Task to complete ::
Pull out every line in the records that contains the word "apartment", matching case exactly.

Provided records ::
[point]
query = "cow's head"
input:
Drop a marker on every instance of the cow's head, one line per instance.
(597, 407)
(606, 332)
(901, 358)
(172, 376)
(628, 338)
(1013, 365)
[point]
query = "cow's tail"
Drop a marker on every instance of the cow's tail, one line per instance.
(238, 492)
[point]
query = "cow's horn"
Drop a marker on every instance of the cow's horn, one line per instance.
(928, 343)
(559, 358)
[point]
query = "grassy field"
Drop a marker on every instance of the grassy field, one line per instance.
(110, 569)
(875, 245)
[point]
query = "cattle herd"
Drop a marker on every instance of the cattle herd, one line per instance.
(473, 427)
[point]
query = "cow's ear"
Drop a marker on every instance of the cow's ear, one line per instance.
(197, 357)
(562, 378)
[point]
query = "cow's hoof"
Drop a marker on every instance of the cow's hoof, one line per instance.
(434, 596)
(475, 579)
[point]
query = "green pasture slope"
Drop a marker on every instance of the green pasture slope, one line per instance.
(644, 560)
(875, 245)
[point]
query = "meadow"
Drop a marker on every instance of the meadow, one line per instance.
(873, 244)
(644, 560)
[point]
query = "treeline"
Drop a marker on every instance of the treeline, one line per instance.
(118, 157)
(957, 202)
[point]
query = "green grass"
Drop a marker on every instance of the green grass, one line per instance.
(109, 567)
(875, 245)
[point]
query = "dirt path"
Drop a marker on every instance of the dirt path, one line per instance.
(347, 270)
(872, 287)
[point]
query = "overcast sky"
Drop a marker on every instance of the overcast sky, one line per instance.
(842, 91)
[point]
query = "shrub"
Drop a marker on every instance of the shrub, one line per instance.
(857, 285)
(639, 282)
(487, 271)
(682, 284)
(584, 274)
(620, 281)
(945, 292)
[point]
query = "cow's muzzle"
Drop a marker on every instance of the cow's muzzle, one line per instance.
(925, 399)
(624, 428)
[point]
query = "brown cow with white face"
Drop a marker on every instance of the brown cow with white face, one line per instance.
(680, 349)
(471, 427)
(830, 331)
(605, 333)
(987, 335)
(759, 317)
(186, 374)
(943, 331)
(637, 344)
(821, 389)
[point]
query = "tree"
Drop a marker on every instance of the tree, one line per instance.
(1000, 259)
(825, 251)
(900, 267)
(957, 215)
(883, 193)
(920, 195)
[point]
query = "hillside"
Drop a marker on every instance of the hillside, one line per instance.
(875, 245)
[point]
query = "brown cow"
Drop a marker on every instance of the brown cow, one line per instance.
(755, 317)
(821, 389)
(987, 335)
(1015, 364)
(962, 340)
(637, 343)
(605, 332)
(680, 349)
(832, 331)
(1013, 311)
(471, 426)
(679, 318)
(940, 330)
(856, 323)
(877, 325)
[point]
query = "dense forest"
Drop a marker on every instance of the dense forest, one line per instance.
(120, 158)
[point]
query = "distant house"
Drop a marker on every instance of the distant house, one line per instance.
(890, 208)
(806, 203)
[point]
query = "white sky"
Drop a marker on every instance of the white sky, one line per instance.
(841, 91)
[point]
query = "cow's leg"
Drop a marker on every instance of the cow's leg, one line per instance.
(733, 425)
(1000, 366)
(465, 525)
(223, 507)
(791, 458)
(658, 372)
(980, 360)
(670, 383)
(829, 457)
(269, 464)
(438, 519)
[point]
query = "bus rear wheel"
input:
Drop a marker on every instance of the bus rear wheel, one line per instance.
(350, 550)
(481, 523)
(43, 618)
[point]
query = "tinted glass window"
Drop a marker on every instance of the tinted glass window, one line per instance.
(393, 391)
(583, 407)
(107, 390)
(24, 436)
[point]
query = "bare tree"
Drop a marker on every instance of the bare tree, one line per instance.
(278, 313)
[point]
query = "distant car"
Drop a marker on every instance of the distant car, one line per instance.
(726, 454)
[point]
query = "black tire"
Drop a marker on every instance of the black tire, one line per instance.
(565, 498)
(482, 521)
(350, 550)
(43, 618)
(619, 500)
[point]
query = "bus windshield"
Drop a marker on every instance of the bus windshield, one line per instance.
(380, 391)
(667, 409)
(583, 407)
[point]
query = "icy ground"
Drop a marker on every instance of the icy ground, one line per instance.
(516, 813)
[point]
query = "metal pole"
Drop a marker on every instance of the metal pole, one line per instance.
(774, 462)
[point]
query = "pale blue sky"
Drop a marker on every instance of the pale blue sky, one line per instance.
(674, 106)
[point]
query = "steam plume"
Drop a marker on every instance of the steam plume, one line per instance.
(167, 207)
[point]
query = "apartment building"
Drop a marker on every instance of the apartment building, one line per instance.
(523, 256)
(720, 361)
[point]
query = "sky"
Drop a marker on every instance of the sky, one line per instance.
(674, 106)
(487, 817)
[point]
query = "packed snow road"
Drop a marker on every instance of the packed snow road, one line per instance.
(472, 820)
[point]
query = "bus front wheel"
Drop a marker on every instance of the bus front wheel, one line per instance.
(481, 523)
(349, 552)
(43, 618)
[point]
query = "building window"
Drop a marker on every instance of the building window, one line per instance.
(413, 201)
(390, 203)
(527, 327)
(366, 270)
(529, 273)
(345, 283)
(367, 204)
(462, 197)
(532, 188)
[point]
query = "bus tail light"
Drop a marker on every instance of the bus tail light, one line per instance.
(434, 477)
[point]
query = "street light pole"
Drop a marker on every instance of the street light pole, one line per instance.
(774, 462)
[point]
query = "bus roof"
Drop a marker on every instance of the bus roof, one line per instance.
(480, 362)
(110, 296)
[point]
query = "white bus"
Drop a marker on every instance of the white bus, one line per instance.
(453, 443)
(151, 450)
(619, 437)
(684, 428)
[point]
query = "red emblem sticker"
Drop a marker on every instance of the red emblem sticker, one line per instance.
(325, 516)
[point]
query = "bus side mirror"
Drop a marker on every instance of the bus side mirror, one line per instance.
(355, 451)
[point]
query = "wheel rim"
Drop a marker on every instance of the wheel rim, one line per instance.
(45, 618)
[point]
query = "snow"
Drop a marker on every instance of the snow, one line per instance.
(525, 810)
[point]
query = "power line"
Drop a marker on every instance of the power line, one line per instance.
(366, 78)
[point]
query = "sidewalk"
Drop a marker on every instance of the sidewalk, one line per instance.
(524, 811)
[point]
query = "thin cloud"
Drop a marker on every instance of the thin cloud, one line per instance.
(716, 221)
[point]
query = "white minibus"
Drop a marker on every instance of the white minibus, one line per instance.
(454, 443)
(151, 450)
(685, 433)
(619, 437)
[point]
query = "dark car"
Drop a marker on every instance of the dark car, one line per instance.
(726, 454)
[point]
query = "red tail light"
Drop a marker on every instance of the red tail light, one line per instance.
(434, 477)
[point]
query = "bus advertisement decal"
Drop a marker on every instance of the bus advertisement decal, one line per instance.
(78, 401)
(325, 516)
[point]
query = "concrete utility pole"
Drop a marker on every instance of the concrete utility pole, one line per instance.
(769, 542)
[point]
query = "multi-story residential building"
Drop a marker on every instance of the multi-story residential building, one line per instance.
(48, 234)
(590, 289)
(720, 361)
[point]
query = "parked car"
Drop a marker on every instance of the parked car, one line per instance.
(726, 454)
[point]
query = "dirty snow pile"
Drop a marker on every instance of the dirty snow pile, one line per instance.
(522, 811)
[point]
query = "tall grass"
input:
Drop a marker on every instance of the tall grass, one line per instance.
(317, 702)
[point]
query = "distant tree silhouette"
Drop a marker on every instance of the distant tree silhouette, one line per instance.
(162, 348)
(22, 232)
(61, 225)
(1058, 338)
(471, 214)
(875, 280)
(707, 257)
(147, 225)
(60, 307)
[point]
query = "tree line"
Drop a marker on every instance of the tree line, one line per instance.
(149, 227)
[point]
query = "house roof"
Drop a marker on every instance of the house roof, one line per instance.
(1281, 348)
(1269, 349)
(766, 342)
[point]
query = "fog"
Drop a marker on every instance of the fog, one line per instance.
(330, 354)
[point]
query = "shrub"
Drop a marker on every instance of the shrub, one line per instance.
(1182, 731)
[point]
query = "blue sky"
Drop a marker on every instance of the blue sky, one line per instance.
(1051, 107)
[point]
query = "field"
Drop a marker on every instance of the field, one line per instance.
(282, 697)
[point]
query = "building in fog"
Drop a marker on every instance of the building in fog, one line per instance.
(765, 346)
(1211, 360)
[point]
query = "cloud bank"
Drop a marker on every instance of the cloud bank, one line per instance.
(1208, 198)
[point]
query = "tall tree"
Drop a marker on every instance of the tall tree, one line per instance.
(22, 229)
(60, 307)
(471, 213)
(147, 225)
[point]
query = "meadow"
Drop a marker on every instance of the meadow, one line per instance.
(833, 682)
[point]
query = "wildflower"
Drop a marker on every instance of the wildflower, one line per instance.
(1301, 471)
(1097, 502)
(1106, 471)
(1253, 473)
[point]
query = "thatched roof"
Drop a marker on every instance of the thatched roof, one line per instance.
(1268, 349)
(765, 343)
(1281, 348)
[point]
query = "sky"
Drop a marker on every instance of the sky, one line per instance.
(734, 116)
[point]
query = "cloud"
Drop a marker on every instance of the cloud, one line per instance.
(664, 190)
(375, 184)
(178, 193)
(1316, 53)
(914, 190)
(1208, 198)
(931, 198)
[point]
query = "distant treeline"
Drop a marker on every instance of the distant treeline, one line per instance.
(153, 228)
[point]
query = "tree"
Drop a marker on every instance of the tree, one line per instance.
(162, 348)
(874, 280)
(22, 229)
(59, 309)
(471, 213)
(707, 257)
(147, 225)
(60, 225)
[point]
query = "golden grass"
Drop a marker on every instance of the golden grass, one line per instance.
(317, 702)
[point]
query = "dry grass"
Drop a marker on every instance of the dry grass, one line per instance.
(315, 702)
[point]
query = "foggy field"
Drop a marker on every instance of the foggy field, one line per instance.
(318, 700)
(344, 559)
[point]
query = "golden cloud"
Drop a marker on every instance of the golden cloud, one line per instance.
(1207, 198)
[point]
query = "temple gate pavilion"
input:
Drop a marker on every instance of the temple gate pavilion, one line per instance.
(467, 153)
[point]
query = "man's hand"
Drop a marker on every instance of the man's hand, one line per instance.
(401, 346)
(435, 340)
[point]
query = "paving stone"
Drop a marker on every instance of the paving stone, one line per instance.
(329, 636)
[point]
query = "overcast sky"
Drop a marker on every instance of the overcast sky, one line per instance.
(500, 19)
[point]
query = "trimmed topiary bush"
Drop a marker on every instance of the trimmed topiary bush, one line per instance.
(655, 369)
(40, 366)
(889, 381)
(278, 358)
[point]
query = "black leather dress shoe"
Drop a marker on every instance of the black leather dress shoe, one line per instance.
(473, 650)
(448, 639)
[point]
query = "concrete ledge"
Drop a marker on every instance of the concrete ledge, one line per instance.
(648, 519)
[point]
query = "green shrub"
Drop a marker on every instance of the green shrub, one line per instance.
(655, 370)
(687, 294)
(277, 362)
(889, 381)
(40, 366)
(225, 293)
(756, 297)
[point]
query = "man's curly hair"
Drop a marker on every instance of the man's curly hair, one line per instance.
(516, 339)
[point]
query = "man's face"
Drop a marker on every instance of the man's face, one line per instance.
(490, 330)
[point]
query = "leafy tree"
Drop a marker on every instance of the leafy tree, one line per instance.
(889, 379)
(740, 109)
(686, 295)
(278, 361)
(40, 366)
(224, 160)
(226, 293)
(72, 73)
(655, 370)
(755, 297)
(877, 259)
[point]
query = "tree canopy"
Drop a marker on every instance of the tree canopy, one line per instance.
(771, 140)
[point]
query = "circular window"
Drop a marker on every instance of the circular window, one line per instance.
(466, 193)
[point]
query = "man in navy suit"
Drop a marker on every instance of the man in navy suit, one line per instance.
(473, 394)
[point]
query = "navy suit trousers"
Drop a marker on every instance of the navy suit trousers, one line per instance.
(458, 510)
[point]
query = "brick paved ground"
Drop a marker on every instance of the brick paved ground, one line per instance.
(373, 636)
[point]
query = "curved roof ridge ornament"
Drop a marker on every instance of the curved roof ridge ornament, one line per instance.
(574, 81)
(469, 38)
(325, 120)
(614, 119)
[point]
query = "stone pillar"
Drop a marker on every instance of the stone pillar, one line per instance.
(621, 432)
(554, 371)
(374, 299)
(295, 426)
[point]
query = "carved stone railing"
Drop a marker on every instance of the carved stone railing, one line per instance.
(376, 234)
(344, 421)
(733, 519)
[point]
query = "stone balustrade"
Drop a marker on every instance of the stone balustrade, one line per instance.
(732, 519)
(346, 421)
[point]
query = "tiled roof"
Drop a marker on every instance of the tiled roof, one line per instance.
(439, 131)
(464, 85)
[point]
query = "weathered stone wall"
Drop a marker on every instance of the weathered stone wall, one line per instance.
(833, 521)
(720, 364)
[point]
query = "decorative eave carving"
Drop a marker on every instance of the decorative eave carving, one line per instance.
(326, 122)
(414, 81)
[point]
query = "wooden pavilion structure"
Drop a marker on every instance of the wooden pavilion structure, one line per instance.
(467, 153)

Written response ::
query = "apartment building"
Drop a marker on every instance of the apartment building, one line per instance.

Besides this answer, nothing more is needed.